I work for a Medical and Aerospace design and manufacturing company as the only web-development guy for the internal, secure network sites. Obviously we have a lot of sensitive info hosted on these sites with multiple security clearances with each level of clearance having access to different links, docs, pay sheets and whatever else needs to be kept confidential. This also means that when different people log in, the page they see can be quite different from the guy in the next office or the guy in the lab. Currently whenever an executive wants to post a document, news flash, updated anything, they have to send it to me and I just insert it manually into the code because copy and paste has always worked for me (call me a traditionalist :D ). The current site was not designed by me, but by the guy proceeding me, and the code is horrendous to work with (hell I don't think it could be verified for HTML 1.0 if they had a verifier for it). As such I spend most of my spare time trying fix and simplify some significantly overdone and over-abused code to keep the site scraping by. Constantly updating documents and files becomes tedious when I have site maintenance and new-site development I should be working on.
1. Is it customizable to the extent that it can be made to be a very professional looking News section on a homepage?
2. Assuming it can updated code-free so to speak, do the updates take place client-side then get uploaded to the server, or do they take place server side? How secure is the update process if it is server-side or on the live web?

Source material
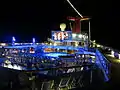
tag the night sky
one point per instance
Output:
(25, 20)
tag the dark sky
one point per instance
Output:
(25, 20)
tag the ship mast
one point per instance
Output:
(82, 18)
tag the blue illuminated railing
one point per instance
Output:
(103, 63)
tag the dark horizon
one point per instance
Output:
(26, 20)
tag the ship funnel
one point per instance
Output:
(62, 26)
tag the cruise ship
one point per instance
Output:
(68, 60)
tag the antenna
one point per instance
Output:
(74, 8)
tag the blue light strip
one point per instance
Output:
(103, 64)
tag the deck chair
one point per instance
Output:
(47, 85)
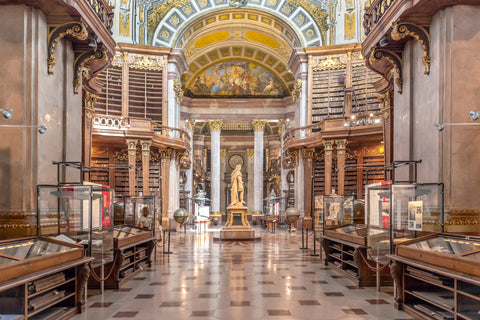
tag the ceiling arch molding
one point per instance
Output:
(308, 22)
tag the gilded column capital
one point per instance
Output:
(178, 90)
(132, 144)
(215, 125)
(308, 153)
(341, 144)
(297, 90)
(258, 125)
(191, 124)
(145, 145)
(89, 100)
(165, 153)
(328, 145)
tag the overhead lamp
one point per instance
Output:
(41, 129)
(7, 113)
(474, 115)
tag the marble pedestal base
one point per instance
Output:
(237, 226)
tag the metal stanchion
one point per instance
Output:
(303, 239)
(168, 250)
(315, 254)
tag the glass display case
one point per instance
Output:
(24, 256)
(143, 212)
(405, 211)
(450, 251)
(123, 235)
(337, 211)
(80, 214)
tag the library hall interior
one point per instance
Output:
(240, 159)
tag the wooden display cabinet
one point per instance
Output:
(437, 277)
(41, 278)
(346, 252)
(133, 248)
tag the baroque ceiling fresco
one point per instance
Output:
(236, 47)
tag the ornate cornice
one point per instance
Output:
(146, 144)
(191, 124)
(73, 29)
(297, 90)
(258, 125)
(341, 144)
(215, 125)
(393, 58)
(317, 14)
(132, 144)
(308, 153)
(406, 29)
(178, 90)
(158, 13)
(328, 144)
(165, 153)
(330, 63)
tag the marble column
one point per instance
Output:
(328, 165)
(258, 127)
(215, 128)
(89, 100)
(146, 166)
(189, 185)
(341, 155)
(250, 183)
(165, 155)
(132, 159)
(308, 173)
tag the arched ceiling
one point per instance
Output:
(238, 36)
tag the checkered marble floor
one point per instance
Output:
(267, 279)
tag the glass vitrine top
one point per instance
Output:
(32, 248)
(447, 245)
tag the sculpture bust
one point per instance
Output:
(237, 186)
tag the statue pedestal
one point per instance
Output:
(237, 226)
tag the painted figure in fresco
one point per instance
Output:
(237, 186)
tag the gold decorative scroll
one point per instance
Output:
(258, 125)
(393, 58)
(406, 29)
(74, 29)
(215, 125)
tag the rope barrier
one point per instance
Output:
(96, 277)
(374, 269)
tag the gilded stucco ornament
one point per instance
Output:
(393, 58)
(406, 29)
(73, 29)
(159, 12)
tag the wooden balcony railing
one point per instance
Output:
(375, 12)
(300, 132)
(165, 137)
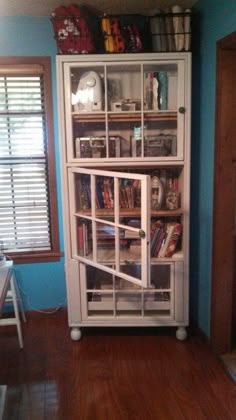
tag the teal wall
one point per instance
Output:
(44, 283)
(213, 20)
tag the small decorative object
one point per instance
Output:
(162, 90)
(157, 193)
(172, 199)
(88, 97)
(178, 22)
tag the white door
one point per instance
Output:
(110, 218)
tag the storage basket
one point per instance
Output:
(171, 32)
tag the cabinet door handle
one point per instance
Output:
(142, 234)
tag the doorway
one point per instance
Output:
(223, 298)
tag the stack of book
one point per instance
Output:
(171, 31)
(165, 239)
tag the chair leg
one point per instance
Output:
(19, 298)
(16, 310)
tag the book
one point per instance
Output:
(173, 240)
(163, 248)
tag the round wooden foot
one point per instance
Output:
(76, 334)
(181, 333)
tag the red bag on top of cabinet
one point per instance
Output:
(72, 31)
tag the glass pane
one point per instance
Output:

Activity list
• a. In the intranet post, which items does the writer say each clearance level gives access to? List them.
• b. Echo the intranet post word for word from "2. Assuming it" to "the live web?".
The listing plays no part in this work.

List of solutions
• a. Links, docs, and pay sheets, along with whatever else needs to be kept confidential.

• b.
2. Assuming it can updated code-free so to speak, do the updates take place client-side then get uploaded to the server, or do they take place server side? How secure is the update process if it is server-side or on the live web?